Après
son classement dans la liste noire des paradis fiscaux, et
son retrait quelques semaines plus tard, la Tunisie sera, mercredi, l'objet d'un vote au parlement européen, à l'issu duquel il sera décidé de la mettre ou non sur une liste noire des pays susceptibles d’être fortement exposés au blanchiment de capitaux et au financement du terrorisme.
"Ce vote fait suite à une réunion houleuse lundi 29 janvier en commission des affaires économiques et monétaires" note le site du Parlement européen ajoutant que la proposition d'ajouter la Tunisie à cette liste est issue de la Commission européenne.
À cet effet, la commission a émit un certain nombre d'arguments pour justifier sa demande, à savoir :
- La Tunisie s'est engagée lors de la réunion plénière du Groupe d’action financière (GAFI) à Buenos Aires, à exécuter rapidement le plan d'action ministériel du 3 novembre 2017, et dont les mesures prises pour le mettre en œuvre ont été présentées par la Tunisie aux experts du GAFI lors d'une réunion tenue à Saint-Pétersbourg le 11 janvier 2018.
- Elle doit faire preuve d'un engagement et d'une volonté politique importants à l'égard des institutions européennes, en vue de prendre des mesures efficaces pour appliquer les réformes nécessaires.
- Elle est un partenaire important de l'Union européenne dans la lutte contre le terrorisme, et pour relever les défis de la migration auxquels elle est confrontée, puisqu'elle constitue un acteur important en matière de politique migratoire.
D'après le site du parlement européen, la décision sera prise mercredi,
après un débat sur la question, qui s'est déroulé hier lundi 05 février.
Sont visés en plus de la Tunisie, le Sri-Lanka et la République de Trinité-et-Tobago, à cause des "failles stratégiques dans leurs systèmes de lutte contre le blanchiment de capitaux et le financement du terrorisme".
Selon
un communiqué rendu public par le parlement européen, la Commission européenne met à jour périodiquement ladite liste, et a estimé qu'il faut y inclure la Tunisie, le Sri-Lanka et la République de Trinité-et-Tobago.
Réactions des députés européens
Toujours selon
le communiqué du parlement européen, la députée portugaise, Ana Gomes, s'est dite "divisée" quant au placement de la Tunisie sur cette liste, mais que son rôle au sein du parlement, lui incombe de respecter l'objectif, qui est de forcer tout un chacun à respecter ses engagements dans la lutte contre le blanchiment d'argent et le financement du terrorisme.

DONNÉES BRUTES:
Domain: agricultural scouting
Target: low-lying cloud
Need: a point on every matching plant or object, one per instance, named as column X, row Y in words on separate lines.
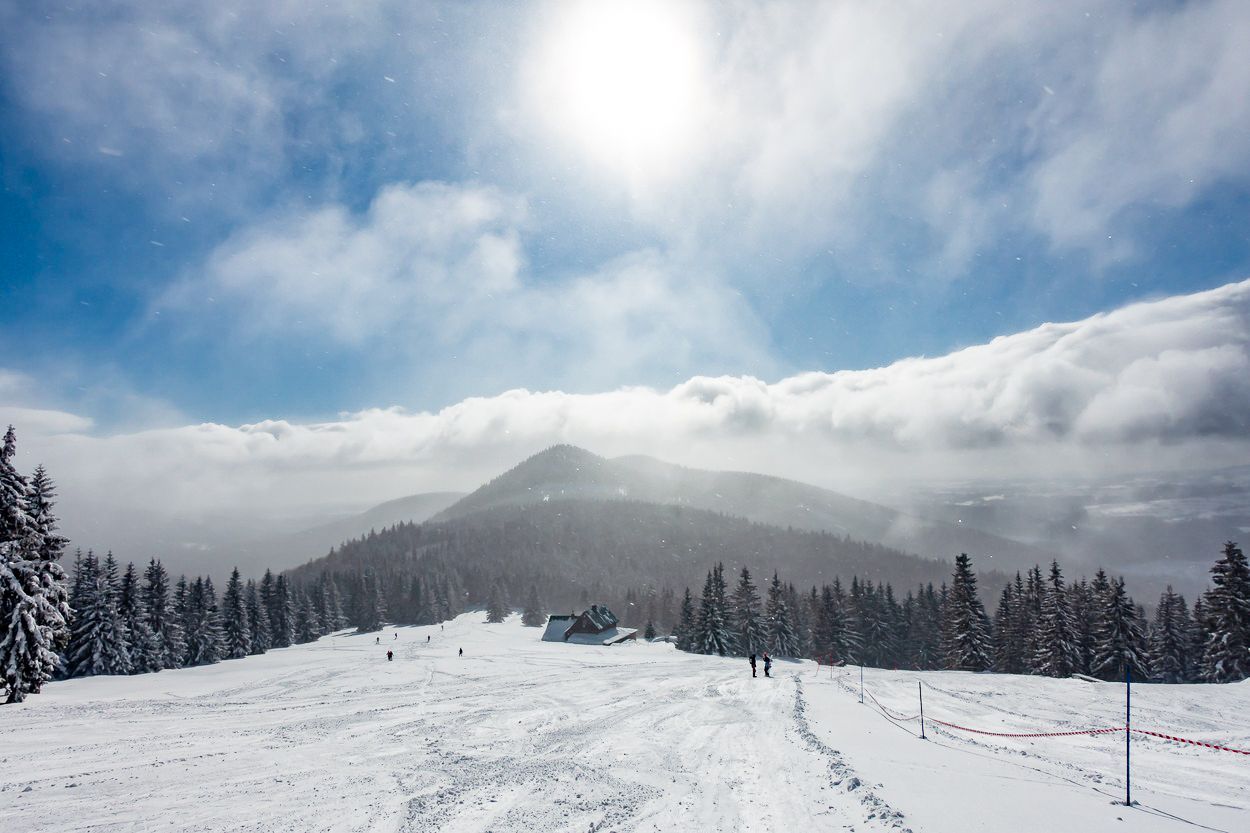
column 1154, row 384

CONSIGNE: Réécrivez le passage du texte sur la Tunisie qui commence par « Sont visés en » et se poursuit jusqu'à « le financement du terrorisme. », en remplaçant « communiqué » par « document ».

CORRIGÉ:
Sont visés en plus de la Tunisie, le Sri-Lanka et la République de Trinité-et-Tobago, à cause des "failles stratégiques dans leurs systèmes de lutte contre le blanchiment de capitaux et le financement du terrorisme".
Selon
un document rendu public par le parlement européen, la Commission européenne met à jour périodiquement ladite liste, et a estimé qu'il faut y inclure la Tunisie, le Sri-Lanka et la République de Trinité-et-Tobago.
Réactions des députés européens
Toujours selon
le document du parlement européen, la députée portugaise, Ana Gomes, s'est dite "divisée" quant au placement de la Tunisie sur cette liste, mais que son rôle au sein du parlement, lui incombe de respecter l'objectif, qui est de forcer tout un chacun à respecter ses engagements dans la lutte contre le blanchiment d'argent et le financement du terrorisme.